[Location identification items]
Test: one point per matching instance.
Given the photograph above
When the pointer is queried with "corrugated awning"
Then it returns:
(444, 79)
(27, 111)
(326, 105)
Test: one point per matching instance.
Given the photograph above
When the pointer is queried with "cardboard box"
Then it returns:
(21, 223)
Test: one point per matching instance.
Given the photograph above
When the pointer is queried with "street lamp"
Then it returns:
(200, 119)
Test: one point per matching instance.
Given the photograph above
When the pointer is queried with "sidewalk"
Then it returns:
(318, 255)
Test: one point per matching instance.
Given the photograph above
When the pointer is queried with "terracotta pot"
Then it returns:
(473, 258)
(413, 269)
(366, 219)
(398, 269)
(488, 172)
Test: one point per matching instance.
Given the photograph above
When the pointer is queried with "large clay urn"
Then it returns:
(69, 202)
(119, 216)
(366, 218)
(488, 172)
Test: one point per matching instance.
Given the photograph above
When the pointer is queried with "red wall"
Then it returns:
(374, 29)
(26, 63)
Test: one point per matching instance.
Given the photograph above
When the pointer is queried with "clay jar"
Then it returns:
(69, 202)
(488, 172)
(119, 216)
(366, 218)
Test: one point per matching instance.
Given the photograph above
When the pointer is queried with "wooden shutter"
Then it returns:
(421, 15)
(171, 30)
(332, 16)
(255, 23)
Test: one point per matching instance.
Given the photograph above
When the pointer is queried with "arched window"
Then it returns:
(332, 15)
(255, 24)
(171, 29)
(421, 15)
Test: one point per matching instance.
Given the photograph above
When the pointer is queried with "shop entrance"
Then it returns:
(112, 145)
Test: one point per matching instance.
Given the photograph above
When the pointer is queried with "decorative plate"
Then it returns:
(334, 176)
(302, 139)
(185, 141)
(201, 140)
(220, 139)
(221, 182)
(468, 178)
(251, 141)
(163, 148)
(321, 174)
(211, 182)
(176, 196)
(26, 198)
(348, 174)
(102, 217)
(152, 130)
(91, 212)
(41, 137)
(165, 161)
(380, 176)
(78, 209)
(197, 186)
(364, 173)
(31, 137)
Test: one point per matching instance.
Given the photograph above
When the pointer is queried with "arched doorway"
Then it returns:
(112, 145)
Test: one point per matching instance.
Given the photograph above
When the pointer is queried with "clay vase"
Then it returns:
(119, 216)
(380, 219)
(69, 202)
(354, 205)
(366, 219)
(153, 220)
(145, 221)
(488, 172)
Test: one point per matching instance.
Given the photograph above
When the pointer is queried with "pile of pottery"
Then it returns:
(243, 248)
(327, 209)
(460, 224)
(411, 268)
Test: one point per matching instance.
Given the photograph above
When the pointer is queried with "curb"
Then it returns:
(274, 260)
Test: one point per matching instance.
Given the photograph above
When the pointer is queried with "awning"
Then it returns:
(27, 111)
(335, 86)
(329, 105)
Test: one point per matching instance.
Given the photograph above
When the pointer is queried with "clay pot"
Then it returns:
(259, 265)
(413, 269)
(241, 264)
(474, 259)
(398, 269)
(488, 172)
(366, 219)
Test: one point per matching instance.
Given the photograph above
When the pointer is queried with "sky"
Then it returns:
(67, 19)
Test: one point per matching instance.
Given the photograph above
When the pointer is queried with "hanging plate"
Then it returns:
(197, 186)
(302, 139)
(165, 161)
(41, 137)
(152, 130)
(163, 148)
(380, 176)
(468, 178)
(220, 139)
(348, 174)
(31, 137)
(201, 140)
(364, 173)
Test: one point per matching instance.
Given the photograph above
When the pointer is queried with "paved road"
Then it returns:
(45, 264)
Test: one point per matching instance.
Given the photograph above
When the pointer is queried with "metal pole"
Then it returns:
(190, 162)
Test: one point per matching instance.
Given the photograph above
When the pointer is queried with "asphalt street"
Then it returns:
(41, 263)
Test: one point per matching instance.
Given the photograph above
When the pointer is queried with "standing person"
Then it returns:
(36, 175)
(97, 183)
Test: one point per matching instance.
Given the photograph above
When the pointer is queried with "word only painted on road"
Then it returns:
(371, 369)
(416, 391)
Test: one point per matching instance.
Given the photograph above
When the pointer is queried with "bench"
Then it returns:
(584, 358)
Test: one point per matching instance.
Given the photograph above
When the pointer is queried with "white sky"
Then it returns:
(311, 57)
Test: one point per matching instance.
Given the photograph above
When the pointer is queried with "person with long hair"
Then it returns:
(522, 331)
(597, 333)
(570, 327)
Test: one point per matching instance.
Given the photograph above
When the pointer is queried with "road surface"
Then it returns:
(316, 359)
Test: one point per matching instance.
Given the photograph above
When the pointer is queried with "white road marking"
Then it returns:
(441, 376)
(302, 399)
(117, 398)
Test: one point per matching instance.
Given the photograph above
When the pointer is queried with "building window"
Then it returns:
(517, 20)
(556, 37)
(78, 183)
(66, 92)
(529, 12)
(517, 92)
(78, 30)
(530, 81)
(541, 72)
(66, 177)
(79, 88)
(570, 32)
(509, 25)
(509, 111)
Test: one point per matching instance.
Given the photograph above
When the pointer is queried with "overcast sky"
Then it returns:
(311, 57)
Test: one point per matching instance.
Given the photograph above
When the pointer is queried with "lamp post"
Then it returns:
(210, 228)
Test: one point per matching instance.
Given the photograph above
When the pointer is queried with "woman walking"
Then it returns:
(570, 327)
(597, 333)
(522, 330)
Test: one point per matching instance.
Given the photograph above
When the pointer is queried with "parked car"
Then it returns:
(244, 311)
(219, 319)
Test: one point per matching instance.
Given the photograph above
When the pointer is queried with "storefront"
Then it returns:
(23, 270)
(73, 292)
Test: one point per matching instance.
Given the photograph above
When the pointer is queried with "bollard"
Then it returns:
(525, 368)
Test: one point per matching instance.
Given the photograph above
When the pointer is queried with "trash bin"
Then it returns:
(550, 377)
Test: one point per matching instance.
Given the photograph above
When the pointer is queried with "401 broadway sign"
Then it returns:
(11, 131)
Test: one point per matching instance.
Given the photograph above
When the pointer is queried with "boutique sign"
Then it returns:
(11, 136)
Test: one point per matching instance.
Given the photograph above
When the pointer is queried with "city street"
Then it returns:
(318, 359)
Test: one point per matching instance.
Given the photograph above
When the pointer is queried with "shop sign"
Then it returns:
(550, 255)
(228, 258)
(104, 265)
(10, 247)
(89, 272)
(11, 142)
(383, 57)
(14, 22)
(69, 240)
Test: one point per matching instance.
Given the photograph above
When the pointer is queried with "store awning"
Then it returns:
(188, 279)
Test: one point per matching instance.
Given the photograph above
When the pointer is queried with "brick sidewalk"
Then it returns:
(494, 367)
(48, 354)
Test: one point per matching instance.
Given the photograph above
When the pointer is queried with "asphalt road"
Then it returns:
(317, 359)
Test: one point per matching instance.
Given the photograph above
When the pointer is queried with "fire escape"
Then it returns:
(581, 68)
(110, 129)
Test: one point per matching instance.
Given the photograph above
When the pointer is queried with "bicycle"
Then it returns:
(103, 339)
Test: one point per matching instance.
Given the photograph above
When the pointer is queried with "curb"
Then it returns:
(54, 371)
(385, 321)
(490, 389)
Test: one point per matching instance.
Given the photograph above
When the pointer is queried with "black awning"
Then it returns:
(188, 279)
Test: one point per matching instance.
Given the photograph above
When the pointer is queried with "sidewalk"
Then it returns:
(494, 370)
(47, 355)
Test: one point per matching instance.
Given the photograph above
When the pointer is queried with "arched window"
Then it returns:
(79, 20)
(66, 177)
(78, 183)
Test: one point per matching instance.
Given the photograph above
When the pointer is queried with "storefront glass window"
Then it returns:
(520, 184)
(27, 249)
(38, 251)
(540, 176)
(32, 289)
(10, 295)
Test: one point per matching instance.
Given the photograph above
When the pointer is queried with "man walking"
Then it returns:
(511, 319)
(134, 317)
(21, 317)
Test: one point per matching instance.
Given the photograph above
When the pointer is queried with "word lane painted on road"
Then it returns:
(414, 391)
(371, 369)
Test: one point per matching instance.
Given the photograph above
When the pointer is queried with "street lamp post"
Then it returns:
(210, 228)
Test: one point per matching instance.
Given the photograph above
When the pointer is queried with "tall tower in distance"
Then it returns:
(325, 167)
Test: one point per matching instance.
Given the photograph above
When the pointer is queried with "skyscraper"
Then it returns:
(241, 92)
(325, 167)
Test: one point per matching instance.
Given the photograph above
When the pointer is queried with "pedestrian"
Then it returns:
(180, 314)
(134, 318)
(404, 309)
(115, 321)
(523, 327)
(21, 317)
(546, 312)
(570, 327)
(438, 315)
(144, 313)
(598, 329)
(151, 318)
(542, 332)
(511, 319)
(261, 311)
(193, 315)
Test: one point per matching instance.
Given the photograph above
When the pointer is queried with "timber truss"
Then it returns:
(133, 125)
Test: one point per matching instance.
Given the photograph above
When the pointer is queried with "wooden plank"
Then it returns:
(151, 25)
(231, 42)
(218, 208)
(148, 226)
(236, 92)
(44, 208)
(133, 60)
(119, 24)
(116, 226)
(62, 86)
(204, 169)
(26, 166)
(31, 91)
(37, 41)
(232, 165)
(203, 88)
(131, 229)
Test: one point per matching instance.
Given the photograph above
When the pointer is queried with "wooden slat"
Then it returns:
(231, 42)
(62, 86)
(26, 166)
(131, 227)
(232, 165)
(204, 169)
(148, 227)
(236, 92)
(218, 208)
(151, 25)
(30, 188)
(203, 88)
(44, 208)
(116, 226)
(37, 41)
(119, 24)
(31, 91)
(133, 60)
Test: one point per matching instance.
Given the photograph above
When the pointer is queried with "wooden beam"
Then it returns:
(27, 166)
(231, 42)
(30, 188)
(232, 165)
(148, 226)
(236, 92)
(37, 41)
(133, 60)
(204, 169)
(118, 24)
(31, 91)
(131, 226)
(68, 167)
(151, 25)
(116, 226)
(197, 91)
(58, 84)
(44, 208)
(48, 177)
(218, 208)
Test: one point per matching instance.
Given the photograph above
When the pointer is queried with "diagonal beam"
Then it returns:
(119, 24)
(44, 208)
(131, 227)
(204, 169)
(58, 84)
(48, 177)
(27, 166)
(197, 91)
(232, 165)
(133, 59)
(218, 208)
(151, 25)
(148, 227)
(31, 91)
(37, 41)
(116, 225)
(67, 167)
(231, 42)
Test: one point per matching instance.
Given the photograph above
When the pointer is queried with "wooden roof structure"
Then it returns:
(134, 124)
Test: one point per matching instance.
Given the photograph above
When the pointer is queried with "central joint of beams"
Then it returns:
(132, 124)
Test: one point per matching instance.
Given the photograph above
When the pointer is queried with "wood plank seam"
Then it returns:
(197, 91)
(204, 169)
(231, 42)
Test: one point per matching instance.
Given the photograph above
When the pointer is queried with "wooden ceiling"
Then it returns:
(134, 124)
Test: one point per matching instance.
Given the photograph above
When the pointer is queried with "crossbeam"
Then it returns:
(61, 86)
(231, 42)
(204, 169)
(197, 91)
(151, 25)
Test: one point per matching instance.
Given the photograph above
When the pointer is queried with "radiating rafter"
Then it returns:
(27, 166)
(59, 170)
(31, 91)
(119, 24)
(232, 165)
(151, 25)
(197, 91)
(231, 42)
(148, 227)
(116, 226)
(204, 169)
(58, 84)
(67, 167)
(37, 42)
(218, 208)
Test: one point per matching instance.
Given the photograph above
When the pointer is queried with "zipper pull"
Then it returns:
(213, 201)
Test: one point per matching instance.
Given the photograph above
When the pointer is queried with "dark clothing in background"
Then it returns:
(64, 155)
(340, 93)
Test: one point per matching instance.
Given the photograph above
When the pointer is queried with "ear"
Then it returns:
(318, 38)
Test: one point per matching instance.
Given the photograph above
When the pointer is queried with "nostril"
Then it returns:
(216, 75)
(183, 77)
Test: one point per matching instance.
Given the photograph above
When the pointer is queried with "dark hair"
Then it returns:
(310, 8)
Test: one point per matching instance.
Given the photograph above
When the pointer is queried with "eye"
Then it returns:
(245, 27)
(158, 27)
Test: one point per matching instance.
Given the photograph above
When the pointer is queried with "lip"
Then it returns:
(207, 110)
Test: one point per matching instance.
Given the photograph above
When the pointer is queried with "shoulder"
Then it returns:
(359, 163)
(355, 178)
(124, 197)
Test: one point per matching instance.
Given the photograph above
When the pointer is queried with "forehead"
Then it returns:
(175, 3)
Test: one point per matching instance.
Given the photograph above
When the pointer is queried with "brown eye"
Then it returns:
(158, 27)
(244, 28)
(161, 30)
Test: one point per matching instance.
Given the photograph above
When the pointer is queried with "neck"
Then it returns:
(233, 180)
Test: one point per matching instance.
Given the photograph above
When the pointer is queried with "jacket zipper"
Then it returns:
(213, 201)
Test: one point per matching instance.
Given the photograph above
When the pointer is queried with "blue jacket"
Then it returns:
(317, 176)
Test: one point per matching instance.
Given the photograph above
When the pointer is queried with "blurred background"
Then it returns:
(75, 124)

### WORK TO BE COMPLETED
Pull out each line of the records above that contains the string "plate", and copy those lines unchanged.

### THE ANSWER
When the pointer is queried with "decorative plate"
When the pointer is queried with "hanging plate"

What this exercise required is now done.